Position annotation records
★ ★ ★ ★

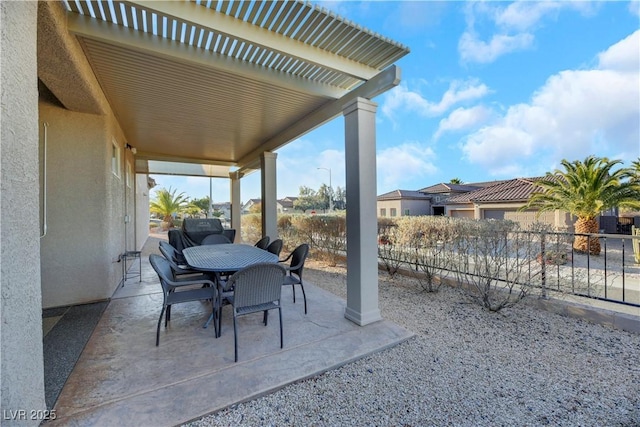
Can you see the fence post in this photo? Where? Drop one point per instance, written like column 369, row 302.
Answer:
column 543, row 263
column 635, row 231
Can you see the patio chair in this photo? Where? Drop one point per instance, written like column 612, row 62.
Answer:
column 229, row 233
column 215, row 239
column 179, row 269
column 294, row 270
column 262, row 243
column 256, row 288
column 275, row 247
column 177, row 291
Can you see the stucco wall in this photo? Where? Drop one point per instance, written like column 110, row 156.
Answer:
column 416, row 207
column 85, row 207
column 142, row 210
column 21, row 327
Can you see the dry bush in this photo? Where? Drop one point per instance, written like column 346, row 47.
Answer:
column 390, row 249
column 492, row 258
column 430, row 241
column 251, row 226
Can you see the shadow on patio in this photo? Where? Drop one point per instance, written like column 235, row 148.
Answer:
column 122, row 378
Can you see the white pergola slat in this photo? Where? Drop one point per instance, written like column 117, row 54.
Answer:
column 222, row 81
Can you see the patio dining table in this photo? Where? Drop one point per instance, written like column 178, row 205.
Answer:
column 225, row 258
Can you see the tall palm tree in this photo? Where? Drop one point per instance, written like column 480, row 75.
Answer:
column 635, row 167
column 167, row 203
column 585, row 189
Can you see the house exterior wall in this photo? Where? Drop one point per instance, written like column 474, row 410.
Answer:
column 21, row 369
column 460, row 211
column 85, row 208
column 384, row 208
column 560, row 221
column 415, row 207
column 141, row 209
column 90, row 209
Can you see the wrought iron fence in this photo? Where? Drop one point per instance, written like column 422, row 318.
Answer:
column 542, row 260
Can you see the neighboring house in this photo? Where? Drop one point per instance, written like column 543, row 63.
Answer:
column 440, row 193
column 503, row 201
column 246, row 208
column 481, row 200
column 283, row 205
column 403, row 203
column 224, row 208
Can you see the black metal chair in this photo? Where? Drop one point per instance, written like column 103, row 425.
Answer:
column 262, row 243
column 176, row 291
column 275, row 247
column 215, row 239
column 294, row 270
column 256, row 288
column 179, row 269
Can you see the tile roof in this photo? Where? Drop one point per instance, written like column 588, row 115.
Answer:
column 403, row 194
column 449, row 188
column 513, row 190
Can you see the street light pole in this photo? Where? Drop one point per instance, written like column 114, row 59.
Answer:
column 330, row 190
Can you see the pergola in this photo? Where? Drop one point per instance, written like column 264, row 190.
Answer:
column 212, row 88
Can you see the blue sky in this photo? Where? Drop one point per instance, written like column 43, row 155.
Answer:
column 490, row 90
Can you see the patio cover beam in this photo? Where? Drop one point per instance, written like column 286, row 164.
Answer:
column 157, row 46
column 382, row 82
column 203, row 17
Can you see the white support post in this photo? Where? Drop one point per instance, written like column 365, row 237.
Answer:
column 236, row 205
column 269, row 195
column 362, row 249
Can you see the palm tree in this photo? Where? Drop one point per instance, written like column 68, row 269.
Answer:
column 585, row 189
column 167, row 203
column 635, row 167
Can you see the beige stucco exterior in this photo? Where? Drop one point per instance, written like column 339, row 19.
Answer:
column 559, row 220
column 22, row 381
column 66, row 217
column 415, row 207
column 90, row 206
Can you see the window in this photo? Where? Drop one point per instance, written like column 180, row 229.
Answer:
column 115, row 158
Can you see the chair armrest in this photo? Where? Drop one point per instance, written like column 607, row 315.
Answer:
column 180, row 283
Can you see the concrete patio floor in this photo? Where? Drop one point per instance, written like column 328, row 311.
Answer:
column 122, row 378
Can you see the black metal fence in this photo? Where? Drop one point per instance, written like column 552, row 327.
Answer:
column 545, row 261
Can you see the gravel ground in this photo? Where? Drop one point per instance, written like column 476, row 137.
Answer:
column 465, row 367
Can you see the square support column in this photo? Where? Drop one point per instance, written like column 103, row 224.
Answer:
column 269, row 195
column 362, row 224
column 236, row 205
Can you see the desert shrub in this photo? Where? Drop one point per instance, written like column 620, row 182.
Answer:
column 390, row 249
column 430, row 240
column 325, row 234
column 493, row 259
column 251, row 227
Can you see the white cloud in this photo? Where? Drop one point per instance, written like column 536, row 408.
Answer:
column 472, row 49
column 401, row 98
column 516, row 24
column 464, row 119
column 623, row 56
column 525, row 15
column 298, row 165
column 403, row 164
column 575, row 113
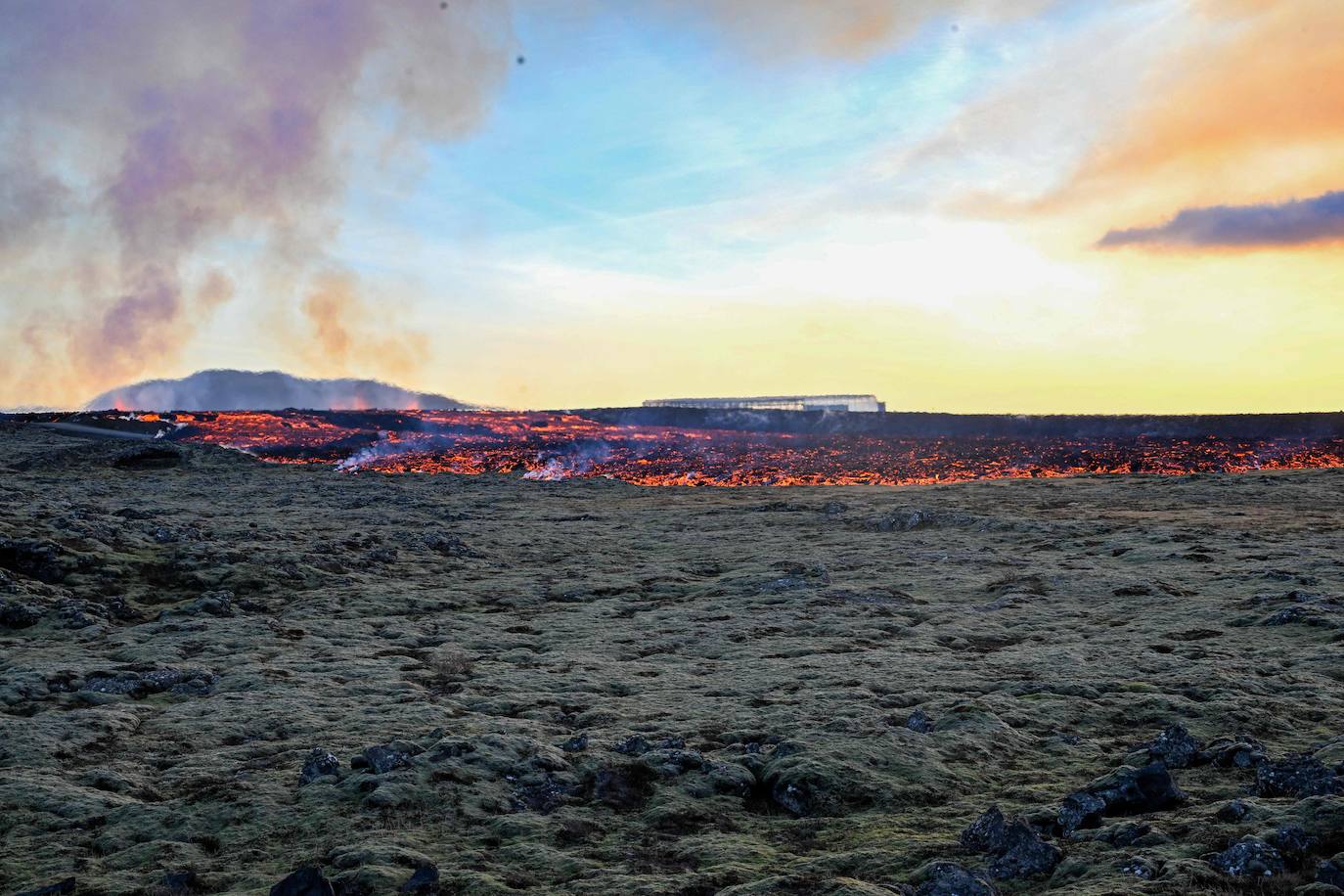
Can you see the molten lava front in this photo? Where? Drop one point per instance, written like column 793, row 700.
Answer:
column 543, row 445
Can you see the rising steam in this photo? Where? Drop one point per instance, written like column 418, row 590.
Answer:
column 140, row 137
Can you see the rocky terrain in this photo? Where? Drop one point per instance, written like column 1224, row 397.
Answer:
column 229, row 677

★ ★ ★ ★

Repeat the entries above word for word, from the line with "Can you see the palm" to the line with "column 90, row 206", including both of those lines.

## COMPLETE ANSWER
Can you see the palm tree in this photo? Where? Drop one point per instance, written like column 68, row 269.
Answer:
column 585, row 189
column 167, row 203
column 635, row 167
Can you see the beige stucco exterior in this photo? Where? Drop one point per instance, written like column 339, row 19.
Answer:
column 559, row 220
column 22, row 381
column 66, row 217
column 415, row 207
column 90, row 206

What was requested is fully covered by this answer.